Quote the items word for word, starting at the line that contains "Put a dot on each instance of the spectator" and ending at the line that contains "Put a dot on each instance of the long", with both of those lines included. Leave the pictures out of your answer.

LISTED ENTRIES:
┄┄┄┄┄┄
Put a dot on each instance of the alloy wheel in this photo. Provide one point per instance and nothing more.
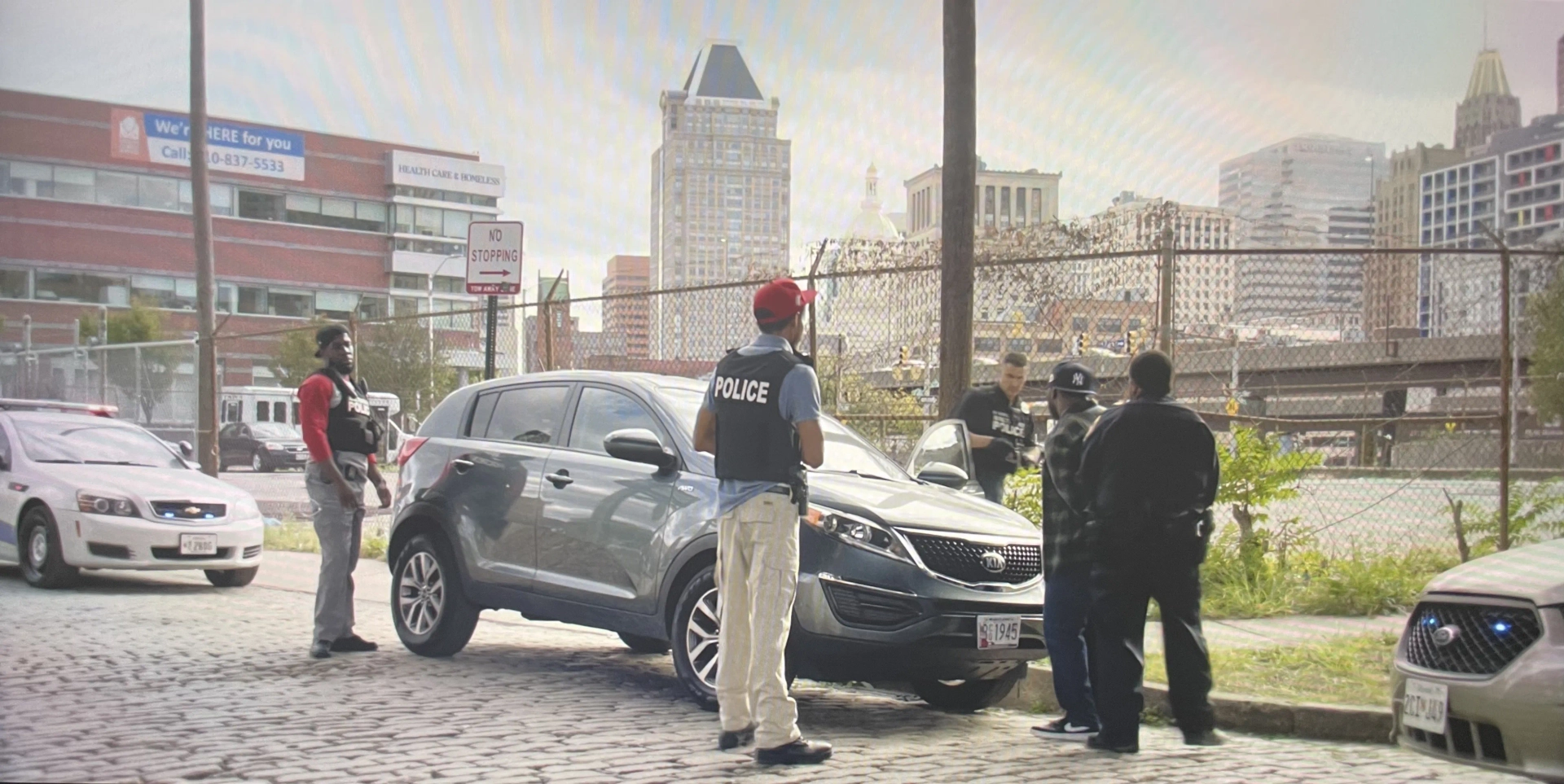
┄┄┄┄┄┄
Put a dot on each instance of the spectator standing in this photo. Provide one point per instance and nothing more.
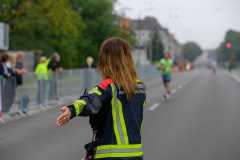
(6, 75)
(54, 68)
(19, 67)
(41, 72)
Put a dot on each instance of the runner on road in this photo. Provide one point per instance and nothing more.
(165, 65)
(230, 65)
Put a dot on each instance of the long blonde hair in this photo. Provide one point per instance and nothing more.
┄┄┄┄┄┄
ANSWER TO THIS PROBLEM:
Put a dot on each instance of the spectator standing in this photo. Provide one point per instance and nothing more.
(6, 75)
(54, 68)
(19, 67)
(41, 72)
Put a dot on each instance of the runner on road in this photo. Provide one point per instance and nothing more.
(165, 65)
(230, 65)
Put a dot on each instance of the long blonde hair in this photo. Provide one point per instance and nothing more.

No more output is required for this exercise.